**Data provided**
-------------------------
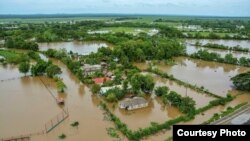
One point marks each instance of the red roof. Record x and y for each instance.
(100, 80)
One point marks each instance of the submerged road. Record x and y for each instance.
(239, 117)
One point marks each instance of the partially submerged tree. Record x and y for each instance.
(242, 81)
(24, 67)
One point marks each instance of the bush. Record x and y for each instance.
(242, 81)
(160, 91)
(95, 89)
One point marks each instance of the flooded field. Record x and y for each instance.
(80, 47)
(141, 118)
(29, 93)
(231, 43)
(190, 49)
(20, 100)
(211, 75)
(200, 99)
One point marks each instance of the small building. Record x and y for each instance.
(90, 69)
(104, 90)
(101, 80)
(134, 103)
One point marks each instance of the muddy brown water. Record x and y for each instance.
(190, 49)
(80, 47)
(231, 43)
(26, 106)
(212, 75)
(15, 119)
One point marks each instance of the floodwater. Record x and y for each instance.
(20, 100)
(190, 49)
(29, 93)
(80, 47)
(200, 99)
(231, 43)
(32, 106)
(212, 75)
(141, 118)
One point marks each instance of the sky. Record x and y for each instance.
(165, 7)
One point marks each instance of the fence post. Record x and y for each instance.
(51, 123)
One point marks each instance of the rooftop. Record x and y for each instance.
(101, 80)
(133, 102)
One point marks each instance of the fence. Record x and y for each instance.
(25, 137)
(50, 125)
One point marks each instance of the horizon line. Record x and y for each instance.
(121, 14)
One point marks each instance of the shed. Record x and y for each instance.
(101, 80)
(133, 103)
(105, 89)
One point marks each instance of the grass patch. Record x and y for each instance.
(62, 136)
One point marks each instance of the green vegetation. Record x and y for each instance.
(160, 91)
(62, 136)
(24, 67)
(13, 57)
(242, 81)
(52, 70)
(75, 124)
(42, 67)
(169, 139)
(229, 59)
(129, 48)
(144, 83)
(112, 132)
(60, 84)
(20, 43)
(113, 95)
(155, 127)
(229, 110)
(95, 88)
(218, 46)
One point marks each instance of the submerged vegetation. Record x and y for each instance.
(114, 65)
(242, 81)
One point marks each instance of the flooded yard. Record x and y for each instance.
(32, 106)
(80, 47)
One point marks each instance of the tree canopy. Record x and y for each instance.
(242, 81)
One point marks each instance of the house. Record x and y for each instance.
(90, 69)
(105, 89)
(134, 103)
(101, 80)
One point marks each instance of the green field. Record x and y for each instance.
(126, 29)
(206, 34)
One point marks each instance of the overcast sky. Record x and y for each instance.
(176, 7)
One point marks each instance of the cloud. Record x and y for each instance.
(187, 7)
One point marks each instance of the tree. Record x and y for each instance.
(24, 67)
(95, 89)
(39, 68)
(60, 85)
(242, 81)
(143, 83)
(160, 91)
(53, 70)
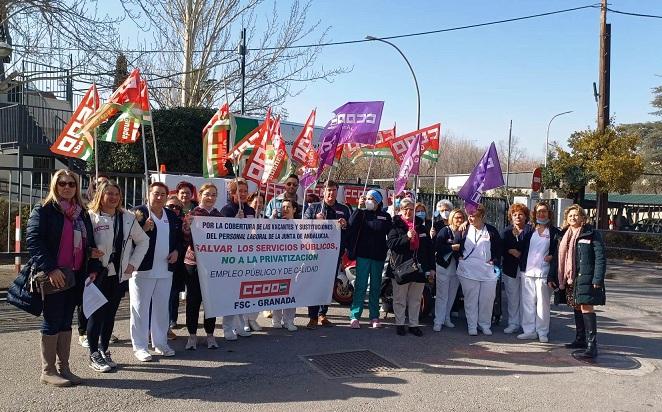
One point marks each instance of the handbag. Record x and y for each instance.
(21, 295)
(41, 283)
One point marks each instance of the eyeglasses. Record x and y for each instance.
(65, 184)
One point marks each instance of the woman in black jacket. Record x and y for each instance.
(406, 242)
(447, 254)
(581, 272)
(538, 273)
(60, 239)
(368, 225)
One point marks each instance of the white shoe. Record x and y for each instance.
(142, 355)
(254, 325)
(244, 333)
(191, 343)
(229, 335)
(527, 336)
(166, 351)
(211, 342)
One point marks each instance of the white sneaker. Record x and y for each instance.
(211, 342)
(142, 355)
(167, 351)
(254, 325)
(191, 343)
(244, 333)
(229, 334)
(527, 336)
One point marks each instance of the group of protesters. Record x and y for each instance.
(149, 251)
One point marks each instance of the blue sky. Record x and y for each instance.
(475, 81)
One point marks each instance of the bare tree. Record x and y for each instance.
(199, 39)
(59, 33)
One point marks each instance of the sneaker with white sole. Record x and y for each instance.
(142, 355)
(527, 336)
(108, 359)
(191, 343)
(211, 342)
(166, 351)
(98, 363)
(82, 341)
(254, 325)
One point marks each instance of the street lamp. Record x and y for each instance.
(547, 138)
(418, 93)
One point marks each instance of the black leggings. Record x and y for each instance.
(101, 323)
(193, 301)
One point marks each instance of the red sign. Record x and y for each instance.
(536, 182)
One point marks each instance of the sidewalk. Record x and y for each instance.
(440, 371)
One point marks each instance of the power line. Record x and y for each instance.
(339, 43)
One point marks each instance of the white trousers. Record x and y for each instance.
(407, 299)
(447, 284)
(513, 294)
(142, 292)
(284, 316)
(535, 305)
(478, 302)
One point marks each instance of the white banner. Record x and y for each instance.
(250, 265)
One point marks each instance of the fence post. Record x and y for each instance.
(17, 244)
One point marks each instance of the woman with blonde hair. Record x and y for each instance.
(124, 245)
(581, 272)
(447, 245)
(61, 244)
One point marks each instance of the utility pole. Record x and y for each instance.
(602, 198)
(242, 53)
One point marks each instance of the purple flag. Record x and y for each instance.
(486, 175)
(410, 164)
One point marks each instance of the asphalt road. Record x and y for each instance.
(440, 371)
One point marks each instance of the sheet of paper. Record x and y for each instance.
(93, 299)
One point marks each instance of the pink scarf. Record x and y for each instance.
(414, 242)
(567, 251)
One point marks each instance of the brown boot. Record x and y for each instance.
(48, 372)
(63, 350)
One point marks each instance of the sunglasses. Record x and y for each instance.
(65, 184)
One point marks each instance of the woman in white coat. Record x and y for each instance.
(124, 244)
(481, 249)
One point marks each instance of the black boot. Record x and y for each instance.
(580, 337)
(591, 334)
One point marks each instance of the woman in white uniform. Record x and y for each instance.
(481, 249)
(538, 267)
(152, 282)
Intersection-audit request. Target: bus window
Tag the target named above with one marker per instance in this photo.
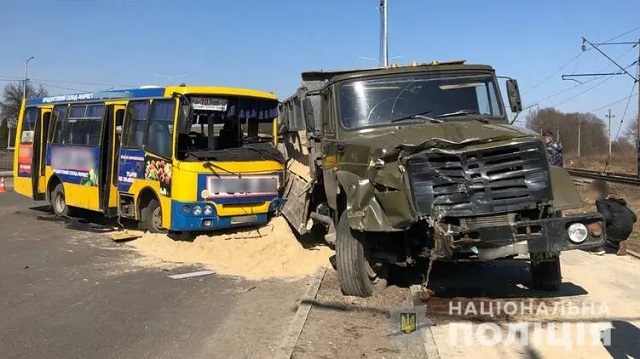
(28, 125)
(84, 123)
(160, 130)
(135, 123)
(58, 126)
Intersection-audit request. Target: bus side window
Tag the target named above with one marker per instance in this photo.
(135, 122)
(57, 127)
(28, 125)
(119, 121)
(160, 130)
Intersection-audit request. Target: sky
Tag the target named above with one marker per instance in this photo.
(83, 45)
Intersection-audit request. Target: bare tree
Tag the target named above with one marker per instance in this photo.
(569, 128)
(631, 131)
(12, 98)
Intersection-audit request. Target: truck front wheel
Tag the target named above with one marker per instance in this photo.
(545, 271)
(356, 274)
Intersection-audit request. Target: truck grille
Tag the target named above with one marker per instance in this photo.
(489, 181)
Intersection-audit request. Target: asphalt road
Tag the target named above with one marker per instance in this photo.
(74, 294)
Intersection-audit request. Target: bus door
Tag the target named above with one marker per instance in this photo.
(109, 158)
(38, 159)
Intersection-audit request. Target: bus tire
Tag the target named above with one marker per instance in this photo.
(151, 217)
(355, 273)
(58, 201)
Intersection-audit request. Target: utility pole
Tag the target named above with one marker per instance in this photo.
(610, 116)
(638, 115)
(623, 71)
(384, 36)
(579, 135)
(26, 78)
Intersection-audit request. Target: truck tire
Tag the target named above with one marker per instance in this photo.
(545, 271)
(355, 274)
(151, 217)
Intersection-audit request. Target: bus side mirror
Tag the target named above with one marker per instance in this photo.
(513, 92)
(309, 116)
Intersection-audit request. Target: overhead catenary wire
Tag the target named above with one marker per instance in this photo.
(553, 73)
(623, 34)
(568, 89)
(612, 103)
(626, 107)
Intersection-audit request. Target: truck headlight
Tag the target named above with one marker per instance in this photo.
(577, 232)
(197, 210)
(208, 210)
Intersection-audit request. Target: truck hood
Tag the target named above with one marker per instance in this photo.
(448, 135)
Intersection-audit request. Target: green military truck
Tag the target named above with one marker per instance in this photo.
-------------------------
**Problem**
Copy the whole listing above word for word but do not carry over the pictures.

**Complete answer**
One point marks each instance of the red roof. Record x and y for each instance.
(100, 80)
One point marks each instance of the submerged road. Record x and y for each instance.
(239, 117)
One point marks each instance of the partially submerged tree. Record x and y for each instance.
(242, 81)
(24, 67)
One point marks each instance of the bush. Record x and y for each instance.
(242, 81)
(160, 91)
(95, 89)
One point marks each instance of the flooded field. Record x and y for each instance.
(80, 47)
(141, 118)
(29, 93)
(231, 43)
(190, 49)
(20, 100)
(211, 75)
(200, 99)
One point marks each instance of the small building. Record x and y for each instance.
(90, 69)
(104, 90)
(101, 80)
(134, 103)
One point marks each instance of the muddy brown water. Record x and y for each instance.
(190, 49)
(80, 47)
(231, 43)
(26, 106)
(212, 75)
(15, 119)
One point marks each instance of the floodwater. Record x and y for each instance.
(20, 100)
(190, 49)
(29, 93)
(80, 47)
(200, 99)
(231, 43)
(32, 106)
(212, 75)
(141, 118)
One point marks each instance of the sky. Record x and y for each instance.
(165, 7)
One point marks each instance of the fence post. Record x and y for each instance.
(51, 123)
One point marks each instance of the rooftop. Record x and y for each instance.
(101, 80)
(133, 102)
One point marks each instance of the fence. Record x and y for each instance.
(25, 137)
(50, 125)
One point marks each instance of the horizon line. Record x and y for each instance.
(121, 14)
One point marks each instance of the shed. Record x and y for each instance.
(101, 80)
(133, 103)
(105, 89)
One point marks each instance of the grass patch. Record x and y for each instance.
(62, 136)
One point marks each instance of the green vegetation. Record x and y for each instance.
(160, 91)
(62, 136)
(24, 67)
(13, 57)
(242, 81)
(52, 70)
(75, 124)
(42, 67)
(169, 139)
(229, 59)
(129, 48)
(144, 83)
(112, 132)
(60, 84)
(20, 43)
(113, 95)
(155, 127)
(229, 110)
(95, 88)
(218, 46)
One point marks each instance of the submerged vegetation. Record x and y for each instance.
(114, 65)
(242, 81)
One point marks each instance of the flooded yard. Record x and y for each instance.
(32, 106)
(80, 47)
One point marks each instance of the tree canopy. Record x and y for each instance.
(242, 81)
One point marks each instance of the house. Record x and y for each instance.
(90, 69)
(105, 89)
(134, 103)
(101, 80)
One point marks each instance of the green field. Record x and y for each instance.
(126, 29)
(206, 34)
One point marks each instance of the overcast sky. Record x and y for each instance.
(176, 7)
One point marks each instance of the cloud. Record x and y for each instance.
(187, 7)
One point marks each instance of the tree. Record x and y for each instance.
(24, 67)
(95, 89)
(39, 68)
(60, 85)
(242, 81)
(143, 83)
(160, 91)
(53, 70)
One point marks each instance of the handbag. Record x and y for each instance.
(21, 295)
(41, 283)
One point marks each instance of the eyeglasses. Record x and y for each instance.
(65, 184)
One point marks each instance of the woman in black jacket. Record x and y for each instance.
(406, 242)
(447, 254)
(581, 272)
(538, 273)
(60, 239)
(368, 225)
One point marks each instance of the white shoe. Record x and y for each instance.
(142, 355)
(254, 325)
(244, 333)
(191, 343)
(229, 335)
(527, 336)
(166, 351)
(211, 342)
One point marks each instance of the white sneaker. Record x and y for each instance.
(211, 342)
(142, 355)
(167, 351)
(254, 325)
(191, 343)
(244, 333)
(229, 334)
(527, 336)
One point marks each instance of the group of protesters. Record x and y for each instance.
(149, 251)
One point marks each instance of the blue sky. Record x and y for each instance.
(475, 81)
One point marks each instance of the bare tree. Record x and y for each instance.
(199, 39)
(59, 33)
One point marks each instance of the sneaker with white sole. Record x and y for each instance.
(142, 355)
(527, 336)
(108, 359)
(191, 343)
(211, 342)
(166, 351)
(98, 363)
(82, 341)
(254, 325)
One point marks each instance of the street lamp. Record x and y for each instance.
(547, 138)
(418, 93)
One point marks each instance of the black leggings. Record x and y for each instance.
(101, 323)
(193, 301)
One point marks each instance of the red sign. Record x and y for each instance.
(536, 182)
One point marks each instance of the sidewalk. Record x and y for each instance.
(440, 371)
One point marks each instance of the power line. Record x and y for each instance.
(339, 43)
One point marks each instance of the white trousers. Record x and y for each instance.
(407, 299)
(447, 284)
(513, 294)
(142, 292)
(284, 316)
(535, 305)
(478, 302)
One point marks each instance of the white banner. Record x and y for each instance.
(250, 265)
One point marks each instance of the fence post. Record x and y for each instance.
(17, 244)
One point marks each instance of the woman with blonde hair. Record x and y for each instance.
(124, 245)
(581, 272)
(447, 245)
(61, 244)
One point marks each instance of the utility pole. Record x and y for each instance.
(602, 198)
(242, 53)
One point marks each instance of the purple flag. Record x and y for each instance.
(486, 175)
(410, 164)
One point marks each instance of the asphalt road. Record x and y for each instance.
(440, 371)
One point marks each instance of the sheet of paper. Record x and y for each instance.
(93, 299)
One point marks each instance of the pink scarf. Record x and y for each instance.
(414, 242)
(567, 251)
One point marks each instance of the brown boot. Record x and y for each instance.
(48, 372)
(63, 350)
One point marks each instance of the sunglasses. Record x and y for each instance.
(65, 184)
One point marks each instance of the woman in white coat. Record x and y for each instance.
(124, 244)
(481, 249)
One point marks each instance of the black boot. Record x and y for each instance.
(580, 337)
(591, 334)
One point marks each instance of the woman in white uniform. Record x and y for each instance.
(481, 249)
(538, 267)
(152, 282)
Intersection-audit request. Target: bus window
Tag the target named above with one marker per instance in this photo.
(28, 125)
(84, 123)
(160, 130)
(135, 123)
(58, 126)
Intersection-audit request. Target: bus side window
Tag the target named above with one marker per instance in this photo.
(135, 122)
(57, 127)
(28, 125)
(119, 121)
(160, 130)
Intersection-audit request. Target: sky
Tag the target named above with one marker per instance in this photo.
(83, 45)
Intersection-audit request. Target: bare tree
Tag the target named above with one marker per instance in this photo.
(569, 128)
(631, 131)
(12, 98)
Intersection-audit request. Target: truck front wheel
Tag the target named above with one marker per instance in this photo.
(545, 271)
(356, 274)
Intersection-audit request. Target: truck grille
Tag the target named above with one marker per instance in this photo.
(489, 181)
Intersection-audit request. Target: asphalt road
Tag the target named above with one marker per instance in this photo.
(74, 294)
Intersection-audit request. Target: bus door
Tag the target named above with one marker per instance in this photo.
(109, 158)
(38, 159)
Intersection-audit request. Target: bus tire
Tag the target named above with one marker per instance in this photo.
(151, 217)
(355, 273)
(58, 201)
Intersection-audit request. Target: utility pole
Tag the target named above with one marker per instance in this photo.
(610, 116)
(638, 115)
(623, 71)
(384, 36)
(579, 135)
(26, 78)
Intersection-audit request. Target: truck tire
Tag the target named above with one marker per instance in this photo.
(545, 271)
(355, 274)
(151, 217)
Intersection-audit request. Target: bus side mirror
Tag the target named above with one marker per instance in this photo.
(513, 92)
(309, 116)
Intersection-audit request. Target: overhead catenary wire
Tag the target named above with one marker per instance in this photo.
(553, 73)
(623, 34)
(568, 89)
(612, 103)
(626, 107)
Intersection-audit request. Target: truck headlight
Tag the target named above with one marker per instance in this photo.
(577, 232)
(197, 210)
(208, 210)
Intersection-audit request. Target: truck hood
Tag the target named above with one marker per instance in this photo.
(448, 135)
Intersection-audit request. Target: green military truck
Tag the target named above with one marker per instance in this photo.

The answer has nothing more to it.